--- MATERIAL FOR THIS TASK ---

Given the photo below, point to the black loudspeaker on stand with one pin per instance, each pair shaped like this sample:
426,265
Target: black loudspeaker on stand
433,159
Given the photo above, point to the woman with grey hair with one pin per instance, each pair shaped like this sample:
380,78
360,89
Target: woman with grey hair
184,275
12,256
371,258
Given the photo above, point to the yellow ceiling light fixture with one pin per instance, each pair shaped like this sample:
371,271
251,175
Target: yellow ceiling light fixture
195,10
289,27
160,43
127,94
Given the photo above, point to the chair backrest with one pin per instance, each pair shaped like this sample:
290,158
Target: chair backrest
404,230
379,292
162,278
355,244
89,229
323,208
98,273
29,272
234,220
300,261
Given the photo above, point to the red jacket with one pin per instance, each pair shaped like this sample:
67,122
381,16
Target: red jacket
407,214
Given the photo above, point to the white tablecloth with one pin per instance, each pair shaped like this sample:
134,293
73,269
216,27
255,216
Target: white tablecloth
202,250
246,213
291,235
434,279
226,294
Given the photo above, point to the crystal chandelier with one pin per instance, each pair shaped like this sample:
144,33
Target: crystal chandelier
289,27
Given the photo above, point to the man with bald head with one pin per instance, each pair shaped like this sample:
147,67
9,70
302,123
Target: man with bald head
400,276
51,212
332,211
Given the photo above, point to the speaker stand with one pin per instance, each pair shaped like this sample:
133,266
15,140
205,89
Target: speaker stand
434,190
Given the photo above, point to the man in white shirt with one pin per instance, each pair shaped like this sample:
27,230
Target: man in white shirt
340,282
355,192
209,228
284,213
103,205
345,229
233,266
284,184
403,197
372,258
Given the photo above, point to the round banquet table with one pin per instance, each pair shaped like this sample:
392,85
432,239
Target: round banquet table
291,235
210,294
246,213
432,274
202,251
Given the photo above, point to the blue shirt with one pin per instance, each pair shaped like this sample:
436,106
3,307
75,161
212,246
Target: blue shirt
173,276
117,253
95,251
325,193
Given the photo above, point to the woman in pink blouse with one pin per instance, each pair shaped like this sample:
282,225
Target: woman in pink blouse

---

:: EXERCISE BRIEF ::
From the entries above, copy out every line where the string "blouse" appears.

:: TASK ANSWER ::
Given the photo above, point to the woman in pink blouse with one pin per instance, each pair shaped like this sample:
Target: woman in pink blouse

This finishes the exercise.